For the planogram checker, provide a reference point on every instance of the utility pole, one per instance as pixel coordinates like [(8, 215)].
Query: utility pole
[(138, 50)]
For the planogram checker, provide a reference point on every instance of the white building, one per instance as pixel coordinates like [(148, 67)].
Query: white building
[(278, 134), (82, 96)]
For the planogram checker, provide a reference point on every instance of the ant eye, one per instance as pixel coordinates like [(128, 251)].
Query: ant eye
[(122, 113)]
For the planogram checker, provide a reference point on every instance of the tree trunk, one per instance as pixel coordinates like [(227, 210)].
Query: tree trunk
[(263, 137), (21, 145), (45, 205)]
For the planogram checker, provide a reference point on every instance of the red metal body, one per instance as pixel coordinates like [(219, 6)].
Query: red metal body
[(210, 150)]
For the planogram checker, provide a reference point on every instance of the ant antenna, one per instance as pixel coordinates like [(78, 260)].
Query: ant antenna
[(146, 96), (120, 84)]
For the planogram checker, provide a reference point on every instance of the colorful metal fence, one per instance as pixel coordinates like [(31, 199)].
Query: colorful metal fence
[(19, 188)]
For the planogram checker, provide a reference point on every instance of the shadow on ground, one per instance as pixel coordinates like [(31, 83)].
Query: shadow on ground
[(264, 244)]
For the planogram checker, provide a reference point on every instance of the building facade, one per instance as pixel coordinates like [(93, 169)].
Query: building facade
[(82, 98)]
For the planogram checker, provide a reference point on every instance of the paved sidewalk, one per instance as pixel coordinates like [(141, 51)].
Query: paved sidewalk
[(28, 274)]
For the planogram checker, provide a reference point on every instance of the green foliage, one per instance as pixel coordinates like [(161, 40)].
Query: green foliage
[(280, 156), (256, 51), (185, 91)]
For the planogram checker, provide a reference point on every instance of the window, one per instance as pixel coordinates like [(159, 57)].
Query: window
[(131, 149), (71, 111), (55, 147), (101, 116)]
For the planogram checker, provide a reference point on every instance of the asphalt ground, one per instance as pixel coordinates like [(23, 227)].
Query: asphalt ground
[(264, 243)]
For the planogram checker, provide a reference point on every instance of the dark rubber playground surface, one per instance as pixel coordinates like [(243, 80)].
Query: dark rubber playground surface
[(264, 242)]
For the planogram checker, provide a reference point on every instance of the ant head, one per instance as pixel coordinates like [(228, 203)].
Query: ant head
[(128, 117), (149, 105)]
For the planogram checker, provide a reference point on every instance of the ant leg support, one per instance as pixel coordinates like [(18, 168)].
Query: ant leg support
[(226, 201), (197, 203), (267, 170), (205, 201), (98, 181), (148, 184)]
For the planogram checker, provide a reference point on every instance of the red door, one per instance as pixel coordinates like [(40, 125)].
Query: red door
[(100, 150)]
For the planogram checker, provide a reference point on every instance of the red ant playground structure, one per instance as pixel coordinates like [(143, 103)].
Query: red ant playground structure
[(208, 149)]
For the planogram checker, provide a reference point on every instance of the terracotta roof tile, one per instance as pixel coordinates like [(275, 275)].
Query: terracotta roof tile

▶ [THE REQUEST]:
Rewrite all the items above, changing "pixel coordinates" to "x-y coordinates" everywhere it appears and keeping everything else the same.

▶ [IN RESPONSE]:
For the planogram checker, provide a reference point on every instance of the utility pole, one per instance as x-y coordinates like [(8, 215)].
Query: utility pole
[(138, 50)]
For the planogram checker, provide a reference point on every instance of the white building, one per instance as x-y coordinates like [(148, 67)].
Query: white building
[(278, 134), (82, 96)]
For the planogram checker, provide a reference point on every instance of the ant eye, one per instance as x-y coordinates like [(128, 251)].
Query: ant eye
[(122, 113)]
For the planogram checker, provide a reference point on every instance of the tree trunk, one per instance as x-y coordinates like [(227, 210)].
Query: tree trunk
[(263, 137), (21, 145), (45, 205)]
For the planogram checker, provide a reference point on every instance of the red metal body, one per instance as x-y coordinates like [(219, 6)].
Query: red metal body
[(210, 150)]
For the planogram checker, provide a reference point on every instance of the ant antenna, one per instance as x-y coordinates like [(78, 260)].
Query: ant antenna
[(146, 96), (120, 84)]
For the planogram checker, provide a reference point on every instance of the colorful metal fence, one per instance as x-y coordinates like [(31, 199)].
Query: colorful metal fence
[(19, 188)]
For the planogram checker, provide a reference point on every instance of the shadow on ground, one per instance as x-y coordinates like [(31, 83)].
Query: shadow on ground
[(264, 244)]
For the planogram checker, provide a reference point on every instance of the building facade, one per instance as x-y coordinates like [(93, 169)].
Query: building facade
[(82, 98)]
For the planogram checker, provide a reference point on every instance of the paved sidewalk, one per instance as x-y coordinates like [(141, 51)].
Query: paved sidewalk
[(28, 274)]
For the planogram checker, provide a reference point on every instance of the green foliage, one per instance as x-y coordinates like [(161, 40)].
Query: green foliage
[(280, 156), (256, 51), (185, 91)]
For the planogram checker, provide a reference point on every instance of the window, one per instance as x-y coordinates like [(159, 57)].
Query: window
[(131, 149), (71, 111), (55, 147), (101, 116)]
For the planogram checker, provide a reference point on every instance of the asphalt ground, one per instance as x-y coordinates like [(23, 227)].
Query: asphalt ground
[(264, 243)]
For the planogram checker, provide a reference point on every instance of the dark rubber playground surface, one per instance as x-y coordinates like [(243, 80)].
Query: dark rubber playground surface
[(264, 242)]
For the planogram checker, provide a reference point on every instance of the ant head, one per instance as x-y coordinates like [(228, 203)].
Query: ant head
[(128, 117), (149, 105)]
For the planogram checker, provide a reference point on every instance of the ant leg support, one per instance as x-y coordinates like [(18, 168)].
Query: ant leg support
[(226, 201), (197, 203), (267, 170), (205, 201), (98, 181), (148, 184)]
For the planogram checker, provide a reference point on every instance of the red door, one per instance as x-y coordinates like [(40, 125)].
Query: red door
[(100, 150)]
For the planogram checker, provide a reference point on every instance of the red ant playground structure, one per instance as x-y coordinates like [(143, 103)].
Query: red ant playground structure
[(208, 149)]
For the planogram checker, provide a reference point on every instance of the terracotta roof tile, one per instance as x-y coordinates like [(275, 275)].
Query: terracotta roof tile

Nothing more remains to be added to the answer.